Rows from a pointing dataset
┏━━
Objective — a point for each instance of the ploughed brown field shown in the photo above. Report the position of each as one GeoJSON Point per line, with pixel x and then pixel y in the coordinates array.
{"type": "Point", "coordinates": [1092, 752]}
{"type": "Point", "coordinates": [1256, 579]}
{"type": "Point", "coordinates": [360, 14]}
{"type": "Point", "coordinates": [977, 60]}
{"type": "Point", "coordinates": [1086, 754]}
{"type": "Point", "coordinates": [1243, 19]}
┗━━
┏━━
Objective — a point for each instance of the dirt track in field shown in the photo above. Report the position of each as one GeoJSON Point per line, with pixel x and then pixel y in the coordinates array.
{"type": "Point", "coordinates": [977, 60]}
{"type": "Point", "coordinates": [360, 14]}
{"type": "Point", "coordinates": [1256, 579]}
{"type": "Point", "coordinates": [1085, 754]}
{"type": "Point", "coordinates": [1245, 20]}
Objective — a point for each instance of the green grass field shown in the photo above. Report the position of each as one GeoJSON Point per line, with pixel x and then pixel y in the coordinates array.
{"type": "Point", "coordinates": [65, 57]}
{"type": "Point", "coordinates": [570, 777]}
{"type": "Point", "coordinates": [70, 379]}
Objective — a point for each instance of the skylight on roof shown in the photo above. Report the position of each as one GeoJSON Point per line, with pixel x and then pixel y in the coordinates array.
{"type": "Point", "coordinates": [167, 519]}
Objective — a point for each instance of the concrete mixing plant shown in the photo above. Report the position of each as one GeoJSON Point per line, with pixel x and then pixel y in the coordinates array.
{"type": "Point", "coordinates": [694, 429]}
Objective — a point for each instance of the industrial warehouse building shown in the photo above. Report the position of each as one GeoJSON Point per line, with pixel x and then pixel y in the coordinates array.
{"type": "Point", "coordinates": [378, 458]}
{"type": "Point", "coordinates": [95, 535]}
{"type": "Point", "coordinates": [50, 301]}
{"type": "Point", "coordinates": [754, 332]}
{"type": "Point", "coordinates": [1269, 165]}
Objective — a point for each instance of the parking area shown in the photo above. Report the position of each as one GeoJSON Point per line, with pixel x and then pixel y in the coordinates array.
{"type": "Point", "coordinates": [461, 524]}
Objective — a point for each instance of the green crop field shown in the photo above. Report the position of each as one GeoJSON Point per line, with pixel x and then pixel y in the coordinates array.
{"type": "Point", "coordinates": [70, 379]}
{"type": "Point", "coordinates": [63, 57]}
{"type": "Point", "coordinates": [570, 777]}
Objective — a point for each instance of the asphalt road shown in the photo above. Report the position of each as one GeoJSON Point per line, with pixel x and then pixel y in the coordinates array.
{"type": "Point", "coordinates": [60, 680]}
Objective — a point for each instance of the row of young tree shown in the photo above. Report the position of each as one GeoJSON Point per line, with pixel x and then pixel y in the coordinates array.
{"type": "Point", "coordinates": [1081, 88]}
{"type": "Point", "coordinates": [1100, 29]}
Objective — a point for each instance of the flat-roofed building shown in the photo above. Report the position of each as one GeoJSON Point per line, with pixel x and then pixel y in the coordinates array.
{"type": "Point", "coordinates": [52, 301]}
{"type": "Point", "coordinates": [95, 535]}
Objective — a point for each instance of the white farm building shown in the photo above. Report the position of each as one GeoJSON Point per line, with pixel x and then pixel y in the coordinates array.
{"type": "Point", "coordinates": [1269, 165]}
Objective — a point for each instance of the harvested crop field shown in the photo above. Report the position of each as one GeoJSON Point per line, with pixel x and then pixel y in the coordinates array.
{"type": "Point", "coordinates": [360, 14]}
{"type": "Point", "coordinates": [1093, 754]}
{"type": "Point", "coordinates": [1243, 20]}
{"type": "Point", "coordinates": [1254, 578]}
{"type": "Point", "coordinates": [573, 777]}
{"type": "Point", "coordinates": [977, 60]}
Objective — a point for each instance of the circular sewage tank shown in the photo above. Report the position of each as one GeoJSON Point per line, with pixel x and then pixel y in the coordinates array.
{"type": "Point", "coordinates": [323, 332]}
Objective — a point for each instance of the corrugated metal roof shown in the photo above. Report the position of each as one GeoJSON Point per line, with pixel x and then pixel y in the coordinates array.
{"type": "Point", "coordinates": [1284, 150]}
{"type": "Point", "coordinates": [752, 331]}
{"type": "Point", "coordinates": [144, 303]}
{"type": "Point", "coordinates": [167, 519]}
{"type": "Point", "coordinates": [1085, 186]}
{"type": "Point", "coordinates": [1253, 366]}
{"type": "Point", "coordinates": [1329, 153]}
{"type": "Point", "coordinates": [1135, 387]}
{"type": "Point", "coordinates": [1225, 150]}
┗━━
Filter the material above, copying out every line that contains the string "field".

*Task result*
Objective — a point for each instance of the ploughed brown field shown in the photo above. Report the position of each as one GeoJSON Point per line, with pixel x and then pixel y in the coordinates array.
Objective — a point for each instance of the dirt track in field shown in the photo above. Report the position of each as one GeoJSON Point per line, with pixel x and then pixel y in the coordinates array.
Objective — a point for each instance of the green grass field shown in the photo above. Report the position of each as one GeoJSON Point per line, with pixel x and then pixel y in the coordinates array.
Objective — a point for each instance of the green crop field shown in the photo above. Report the position of each as one GeoJSON Point per line, with pixel x and then pixel y in the coordinates array.
Objective — a point for each instance of the harvested crop field shown in the photo above. Report the position of each as one GeoJSON Point per line, with pixel x and then pixel y in the coordinates array.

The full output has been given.